## WHAT THIS EXERCISE ASKS
[1] In the Nirvana discussion, what does the commenter who worries about Nickelback constantly play at home?
[2] What is the Spanish translation of this sentence from the Nirvana discussion: "The rawness and sincerity in many of Cobain's songs are exactly what draw me to music, as an emotional trigger."
[3] Write the next part of the Nirvana discussion, picking up after its final sentence.

Indeed. I am surprised people thin Nirvana lacked intelligence. Their lyrics were better poetry, used language in a more interesting way than most bands - including Rush and the Rolling Stones (but not the kinks!) IMHO. Great lyrics, great command of English, and interesting ideas too.
I'd strongly disagree. Even as someone that didn't really "get" Nirvana when they were around (and they're still not among my favorite bands), what they did was actually surprisingly complex at times and Cobain's lyrics never disappointed.
 
Indeed. I am surprised people thin Nirvana lacked intelligence. Their lyrics were better poetry, used language in a more interesting way than most bands - including Rush and the Rolling Stones (but not the kinks!) IMHO. Great lyrics, great command of English, and interesting ideas too.

I also thought it was very surprising to read folks commenting on the perceived lack of intelligence. The music and lyrics written by Cobain and band (not sure how much influence Grohl had at that time?) were extremely refreshing and creative for those times and represented the end and beginning of a new era. The rawness and sincerity in many of Cobain's songs are exactly what draw me to music, as an emotional trigger.

I don't see any connection between Nirvana and Nickelback, and in my mind, Nickelback killed (and still is killing) music...Don't get me wrong, I am not a Nickelback hater and am very happy for their success, but the fact that they can be that big with such a lack of musical content is a product of an mp3 rapid consumer generation and quite frankly, scares the f&*k out of me. I just hope my kids will end up with better musical taste later on in life, which is why I constantly play Zappa at home, just to confuse them a bit on the side...

## SUPPLIED INFORMATION
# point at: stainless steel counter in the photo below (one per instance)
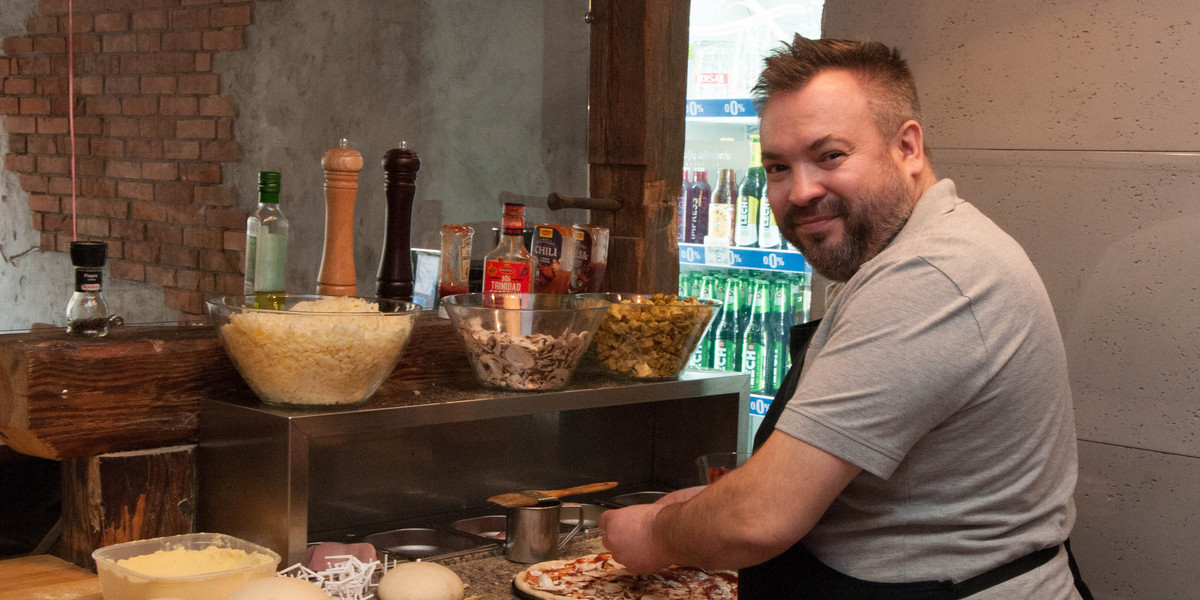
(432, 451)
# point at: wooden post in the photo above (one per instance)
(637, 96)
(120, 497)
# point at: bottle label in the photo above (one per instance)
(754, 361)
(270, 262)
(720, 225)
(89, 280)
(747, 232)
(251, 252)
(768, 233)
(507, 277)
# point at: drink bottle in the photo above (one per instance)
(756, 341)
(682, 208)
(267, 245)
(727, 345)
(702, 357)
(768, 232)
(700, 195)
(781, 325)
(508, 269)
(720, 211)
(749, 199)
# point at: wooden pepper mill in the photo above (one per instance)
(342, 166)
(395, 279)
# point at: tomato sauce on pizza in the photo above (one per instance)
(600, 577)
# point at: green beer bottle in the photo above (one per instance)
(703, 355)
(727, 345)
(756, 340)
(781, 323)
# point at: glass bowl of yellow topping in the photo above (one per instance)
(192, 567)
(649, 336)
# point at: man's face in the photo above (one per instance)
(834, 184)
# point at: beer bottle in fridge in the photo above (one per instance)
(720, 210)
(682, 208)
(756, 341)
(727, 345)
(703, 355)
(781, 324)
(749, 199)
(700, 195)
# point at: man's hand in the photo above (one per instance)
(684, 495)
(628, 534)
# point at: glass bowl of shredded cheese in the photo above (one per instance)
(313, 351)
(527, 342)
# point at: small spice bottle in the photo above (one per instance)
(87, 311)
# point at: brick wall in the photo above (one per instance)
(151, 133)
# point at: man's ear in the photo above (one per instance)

## RESULTS FOR EACH TASK
[1] Zappa.

[2] La crudeza y la sinceridad de muchas de las canciones de Cobain son exactamente lo que me atrae a la música, como detonante emocional.

[3]
 
Playing Zappa to convince people to like higher quality music is like using a sledgehammer to make applejuice. It just doesn't work.

Sorry, I disagree. At the ages my kids are, their brains are like sponges...and even if they don't like the music on the spot, they will remember it when they are older as resonating sounds and feelings stored away in their long term memory. Same as I experienced hearing late 60's early 70's music which I didn't get when I was younger, which made sense to me later in life.

Mostly spin the guitar vamp stuff: Guitar, Shut Up 'n Play Yer Guitar series and Peaches, King Kong on AHOTT, Inca Roads on OSFA, Chunga's Revenge, mostly instrumental stuff...I do stay away from the vulgar and political stuff as well as the synclavier stuf like Civilization Phaze III, Everything Is Healing Nicely, Boulez Conducts Zappa: The Perfect Stranger, Francesco Zappa, Thing-Fish, etc...The Synclavier period is just too much for them, actually, probably a bit too much for a lot of people!
 
Although their music really paved the way for grunge, I never quite 'got it' especially at the time. I still remember hearing the news report on MTV being delivered by Kurt Loder (?) and him saying something along the lines of "we're mourning the loss of one of the greatest guitarists in rock history."

I was like 'huh?"

I actually felt he was a better vocalist than he was a guitarist.
 
Although their music really paved the way for grunge, I never quite 'got it' especially at the time. I still remember hearing the news report on MTV being delivered by Kurt Loder (?) and him saying something along the lines of "we're mourning the loss of one of the greatest guitarists in rock history."

I was like 'huh?"

I actually felt he was a better vocalist than he was a guitarist.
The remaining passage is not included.